Exercise objective: The whole of the data must be transcribed exactly.

── Supplied data ──

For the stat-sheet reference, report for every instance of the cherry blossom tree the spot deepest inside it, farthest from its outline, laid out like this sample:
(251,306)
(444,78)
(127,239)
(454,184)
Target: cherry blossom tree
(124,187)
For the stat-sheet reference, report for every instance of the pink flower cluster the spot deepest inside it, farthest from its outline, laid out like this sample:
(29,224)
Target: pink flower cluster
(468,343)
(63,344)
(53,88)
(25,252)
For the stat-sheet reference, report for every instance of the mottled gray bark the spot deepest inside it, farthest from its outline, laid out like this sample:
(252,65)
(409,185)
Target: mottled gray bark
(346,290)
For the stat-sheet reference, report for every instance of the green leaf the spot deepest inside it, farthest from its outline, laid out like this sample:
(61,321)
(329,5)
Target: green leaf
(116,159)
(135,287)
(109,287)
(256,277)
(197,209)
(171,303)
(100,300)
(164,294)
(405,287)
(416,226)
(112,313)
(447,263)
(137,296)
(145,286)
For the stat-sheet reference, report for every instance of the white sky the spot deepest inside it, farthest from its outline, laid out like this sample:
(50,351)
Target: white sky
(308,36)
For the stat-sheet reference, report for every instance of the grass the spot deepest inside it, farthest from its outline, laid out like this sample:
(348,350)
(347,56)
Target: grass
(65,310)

───

Response box:
For the stat-sheet reference, report for every instance of the cherry blossom tree the spot deepest inside it, farthest from its outline, laid out like this sample:
(251,306)
(444,78)
(127,239)
(454,184)
Target: cherry blossom tree
(124,187)
For the stat-sheet reference, report for every instance of the pink flower cluster the spot deepest inside it, farthest from its outline, laid out like this sample:
(29,224)
Target: pink flower cluster
(468,343)
(63,344)
(53,88)
(25,252)
For the stat-sheet reference, report for every instance of the mottled gray bark the spot deepest inside it, farthest from its outline, laid out like this sample:
(252,65)
(409,185)
Target: mottled gray bark
(346,290)
For the stat-sheet reference, report for every instance of the green leaf the spot deepest inside it, farthest from its outline, laid out like this sample:
(61,321)
(329,5)
Target: green leaf
(116,159)
(135,287)
(109,287)
(256,277)
(197,209)
(171,303)
(100,300)
(164,294)
(405,287)
(416,226)
(112,313)
(447,263)
(137,296)
(145,286)
For the stat-sheet reference, report for every instance of the white sky the spot deepest inside it, farthest from its outline, laid out like this sample:
(50,351)
Target: white sky
(308,36)
For the stat-sheet reference, report for every instance of the grass the spot deepest inside it, farthest from its outline, laid out like this sample:
(348,350)
(347,56)
Target: grass
(65,310)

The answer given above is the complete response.